- Work order: Please restate exactly what appears in the records below from the first line to the line where "Exercise. Mark the flat" is, that line included.

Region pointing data
◇ ◇ ◇ ◇ ◇ ◇ ◇

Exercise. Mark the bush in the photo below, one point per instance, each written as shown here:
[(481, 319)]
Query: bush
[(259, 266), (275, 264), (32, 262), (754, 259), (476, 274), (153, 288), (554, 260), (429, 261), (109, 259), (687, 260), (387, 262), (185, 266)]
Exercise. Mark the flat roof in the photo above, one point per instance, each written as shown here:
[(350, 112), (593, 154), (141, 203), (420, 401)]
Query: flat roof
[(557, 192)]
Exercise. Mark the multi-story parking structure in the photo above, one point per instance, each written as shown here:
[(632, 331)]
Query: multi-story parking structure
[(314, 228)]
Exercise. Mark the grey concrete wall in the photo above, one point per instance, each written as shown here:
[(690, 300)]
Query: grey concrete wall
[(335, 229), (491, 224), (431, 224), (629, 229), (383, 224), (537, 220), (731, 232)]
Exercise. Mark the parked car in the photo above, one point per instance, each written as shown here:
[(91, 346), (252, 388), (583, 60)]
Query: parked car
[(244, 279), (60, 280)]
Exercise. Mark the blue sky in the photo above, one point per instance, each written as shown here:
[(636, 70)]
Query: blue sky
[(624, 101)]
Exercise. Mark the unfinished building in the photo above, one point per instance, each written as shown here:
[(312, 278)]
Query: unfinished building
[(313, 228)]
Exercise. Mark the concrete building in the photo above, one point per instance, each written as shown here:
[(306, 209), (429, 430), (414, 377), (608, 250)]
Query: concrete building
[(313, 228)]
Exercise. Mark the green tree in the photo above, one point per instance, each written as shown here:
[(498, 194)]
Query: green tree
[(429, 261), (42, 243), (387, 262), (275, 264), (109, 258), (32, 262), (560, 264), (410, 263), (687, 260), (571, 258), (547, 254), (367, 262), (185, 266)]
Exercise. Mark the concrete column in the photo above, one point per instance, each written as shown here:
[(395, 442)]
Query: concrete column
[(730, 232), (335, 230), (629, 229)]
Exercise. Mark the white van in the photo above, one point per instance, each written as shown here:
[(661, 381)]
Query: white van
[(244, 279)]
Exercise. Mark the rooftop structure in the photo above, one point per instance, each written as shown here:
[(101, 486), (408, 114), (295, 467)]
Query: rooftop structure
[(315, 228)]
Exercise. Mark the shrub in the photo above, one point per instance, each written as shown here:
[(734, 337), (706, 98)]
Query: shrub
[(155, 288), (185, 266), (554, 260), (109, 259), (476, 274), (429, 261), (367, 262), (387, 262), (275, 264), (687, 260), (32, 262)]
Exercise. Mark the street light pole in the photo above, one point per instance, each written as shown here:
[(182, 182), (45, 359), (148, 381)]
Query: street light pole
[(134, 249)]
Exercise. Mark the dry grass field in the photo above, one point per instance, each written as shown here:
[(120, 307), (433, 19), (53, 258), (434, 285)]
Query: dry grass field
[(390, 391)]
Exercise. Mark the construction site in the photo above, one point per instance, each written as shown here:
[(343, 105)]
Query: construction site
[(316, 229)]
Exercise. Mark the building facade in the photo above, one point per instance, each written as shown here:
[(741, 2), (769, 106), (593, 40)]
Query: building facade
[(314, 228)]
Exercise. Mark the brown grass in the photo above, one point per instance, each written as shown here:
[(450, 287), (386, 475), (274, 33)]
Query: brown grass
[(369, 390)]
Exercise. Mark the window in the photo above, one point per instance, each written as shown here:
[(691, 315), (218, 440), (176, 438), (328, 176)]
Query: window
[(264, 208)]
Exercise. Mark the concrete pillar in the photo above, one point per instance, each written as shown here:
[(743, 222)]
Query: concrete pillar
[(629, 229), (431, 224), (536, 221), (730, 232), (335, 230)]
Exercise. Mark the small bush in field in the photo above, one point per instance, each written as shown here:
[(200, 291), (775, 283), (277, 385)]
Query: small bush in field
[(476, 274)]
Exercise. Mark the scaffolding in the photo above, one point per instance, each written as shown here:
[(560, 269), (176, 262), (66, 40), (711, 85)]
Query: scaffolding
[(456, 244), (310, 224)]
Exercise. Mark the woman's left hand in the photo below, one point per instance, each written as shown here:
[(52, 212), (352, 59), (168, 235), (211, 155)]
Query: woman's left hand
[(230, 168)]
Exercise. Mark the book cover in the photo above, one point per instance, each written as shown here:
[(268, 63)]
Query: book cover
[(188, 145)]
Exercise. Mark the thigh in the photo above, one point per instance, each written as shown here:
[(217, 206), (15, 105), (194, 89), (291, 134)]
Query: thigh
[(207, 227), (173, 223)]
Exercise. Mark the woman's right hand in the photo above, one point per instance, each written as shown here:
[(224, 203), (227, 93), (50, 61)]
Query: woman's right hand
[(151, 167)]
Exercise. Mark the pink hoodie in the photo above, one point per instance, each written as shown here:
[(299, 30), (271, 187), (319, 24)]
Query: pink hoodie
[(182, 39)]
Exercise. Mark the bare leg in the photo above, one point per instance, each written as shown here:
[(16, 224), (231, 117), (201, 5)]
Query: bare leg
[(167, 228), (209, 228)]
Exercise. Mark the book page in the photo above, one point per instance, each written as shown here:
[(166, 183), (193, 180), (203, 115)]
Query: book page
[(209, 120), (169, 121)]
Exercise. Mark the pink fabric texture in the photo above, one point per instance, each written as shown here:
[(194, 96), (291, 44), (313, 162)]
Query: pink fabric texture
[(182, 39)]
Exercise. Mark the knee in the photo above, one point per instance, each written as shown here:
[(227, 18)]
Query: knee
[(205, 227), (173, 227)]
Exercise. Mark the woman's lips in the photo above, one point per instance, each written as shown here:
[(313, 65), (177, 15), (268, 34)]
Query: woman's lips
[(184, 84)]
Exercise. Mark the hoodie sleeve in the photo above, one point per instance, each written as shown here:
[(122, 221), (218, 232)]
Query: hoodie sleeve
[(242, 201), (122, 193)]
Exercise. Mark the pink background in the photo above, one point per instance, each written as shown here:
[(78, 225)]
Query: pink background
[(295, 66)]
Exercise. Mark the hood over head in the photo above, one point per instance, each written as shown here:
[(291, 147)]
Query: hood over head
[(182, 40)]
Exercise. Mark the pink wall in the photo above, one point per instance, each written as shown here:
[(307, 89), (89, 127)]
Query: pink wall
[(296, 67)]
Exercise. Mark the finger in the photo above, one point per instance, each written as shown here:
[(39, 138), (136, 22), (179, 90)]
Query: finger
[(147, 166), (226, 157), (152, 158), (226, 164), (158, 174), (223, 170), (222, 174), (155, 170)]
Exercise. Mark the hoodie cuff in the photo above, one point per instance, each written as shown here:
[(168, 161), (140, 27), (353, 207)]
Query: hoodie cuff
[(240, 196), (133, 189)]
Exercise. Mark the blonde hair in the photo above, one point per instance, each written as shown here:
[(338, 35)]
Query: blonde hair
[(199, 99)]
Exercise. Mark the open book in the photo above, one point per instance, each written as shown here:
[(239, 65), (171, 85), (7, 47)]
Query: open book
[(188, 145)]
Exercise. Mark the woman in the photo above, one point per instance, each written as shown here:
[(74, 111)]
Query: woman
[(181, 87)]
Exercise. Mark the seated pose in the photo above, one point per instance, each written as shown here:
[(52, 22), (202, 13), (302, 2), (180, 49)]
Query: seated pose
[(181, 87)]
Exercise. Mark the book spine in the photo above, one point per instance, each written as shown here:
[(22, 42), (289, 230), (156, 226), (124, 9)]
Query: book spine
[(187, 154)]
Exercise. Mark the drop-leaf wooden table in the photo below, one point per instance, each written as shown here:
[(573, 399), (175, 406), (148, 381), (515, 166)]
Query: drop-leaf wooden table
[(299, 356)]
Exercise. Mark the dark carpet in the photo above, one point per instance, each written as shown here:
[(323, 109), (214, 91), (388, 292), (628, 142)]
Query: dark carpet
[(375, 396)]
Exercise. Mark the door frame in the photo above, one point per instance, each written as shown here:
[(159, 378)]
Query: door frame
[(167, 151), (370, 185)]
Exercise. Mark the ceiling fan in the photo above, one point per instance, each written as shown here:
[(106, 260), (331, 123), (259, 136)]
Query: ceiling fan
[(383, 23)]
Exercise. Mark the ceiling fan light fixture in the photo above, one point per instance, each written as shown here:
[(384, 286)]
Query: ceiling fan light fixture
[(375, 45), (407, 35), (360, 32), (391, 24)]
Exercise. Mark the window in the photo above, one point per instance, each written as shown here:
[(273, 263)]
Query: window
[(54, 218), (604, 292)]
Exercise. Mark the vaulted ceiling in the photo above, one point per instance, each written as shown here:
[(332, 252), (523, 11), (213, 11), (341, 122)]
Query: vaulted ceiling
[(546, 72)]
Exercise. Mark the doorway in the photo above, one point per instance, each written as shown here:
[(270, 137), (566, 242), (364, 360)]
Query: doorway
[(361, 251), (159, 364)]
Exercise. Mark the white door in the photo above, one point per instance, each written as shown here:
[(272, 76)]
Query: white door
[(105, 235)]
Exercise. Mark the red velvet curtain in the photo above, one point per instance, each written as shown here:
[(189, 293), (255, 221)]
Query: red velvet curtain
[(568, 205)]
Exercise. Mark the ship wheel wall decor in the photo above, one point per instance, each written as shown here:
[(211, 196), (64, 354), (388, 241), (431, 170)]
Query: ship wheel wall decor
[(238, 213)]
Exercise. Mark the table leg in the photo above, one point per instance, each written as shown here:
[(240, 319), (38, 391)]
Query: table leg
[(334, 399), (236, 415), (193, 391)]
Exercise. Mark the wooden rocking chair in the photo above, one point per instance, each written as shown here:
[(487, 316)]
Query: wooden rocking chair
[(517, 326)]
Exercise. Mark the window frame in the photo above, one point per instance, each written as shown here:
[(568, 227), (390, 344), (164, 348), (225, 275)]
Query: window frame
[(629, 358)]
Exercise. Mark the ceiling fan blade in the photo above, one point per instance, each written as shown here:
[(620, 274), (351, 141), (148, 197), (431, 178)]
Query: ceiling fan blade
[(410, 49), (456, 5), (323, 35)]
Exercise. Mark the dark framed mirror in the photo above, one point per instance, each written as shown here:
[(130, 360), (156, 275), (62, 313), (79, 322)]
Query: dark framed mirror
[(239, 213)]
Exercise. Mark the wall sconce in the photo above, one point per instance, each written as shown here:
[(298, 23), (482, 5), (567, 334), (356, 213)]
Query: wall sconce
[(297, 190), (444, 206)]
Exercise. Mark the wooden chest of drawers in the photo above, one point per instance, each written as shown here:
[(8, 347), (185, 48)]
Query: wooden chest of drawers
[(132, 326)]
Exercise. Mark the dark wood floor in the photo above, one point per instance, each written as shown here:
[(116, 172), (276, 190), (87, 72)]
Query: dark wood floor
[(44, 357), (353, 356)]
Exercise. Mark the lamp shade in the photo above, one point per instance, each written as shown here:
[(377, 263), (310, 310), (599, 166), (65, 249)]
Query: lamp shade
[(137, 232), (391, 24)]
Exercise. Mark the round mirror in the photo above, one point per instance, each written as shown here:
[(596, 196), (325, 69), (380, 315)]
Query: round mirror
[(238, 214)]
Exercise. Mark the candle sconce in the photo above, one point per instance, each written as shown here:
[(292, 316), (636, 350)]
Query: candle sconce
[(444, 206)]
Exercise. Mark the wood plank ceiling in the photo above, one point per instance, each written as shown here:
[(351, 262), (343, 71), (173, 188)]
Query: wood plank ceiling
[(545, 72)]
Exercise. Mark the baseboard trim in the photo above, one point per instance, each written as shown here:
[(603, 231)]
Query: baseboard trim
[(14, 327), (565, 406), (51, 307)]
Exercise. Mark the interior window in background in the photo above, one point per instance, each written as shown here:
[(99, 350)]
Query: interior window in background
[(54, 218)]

◇ ◇ ◇ ◇ ◇ ◇ ◇

- Response to the exercise:
Exercise. Mark the bush in the photo below, one point per instance, each written as shown here:
[(481, 319)]
Query: bush
[(259, 266), (275, 264), (32, 262), (754, 259), (476, 274), (153, 288), (554, 260), (429, 261), (109, 259), (687, 260), (387, 262), (185, 266)]
Exercise. Mark the flat roof in the photo above, one point per instance, each written as shown here:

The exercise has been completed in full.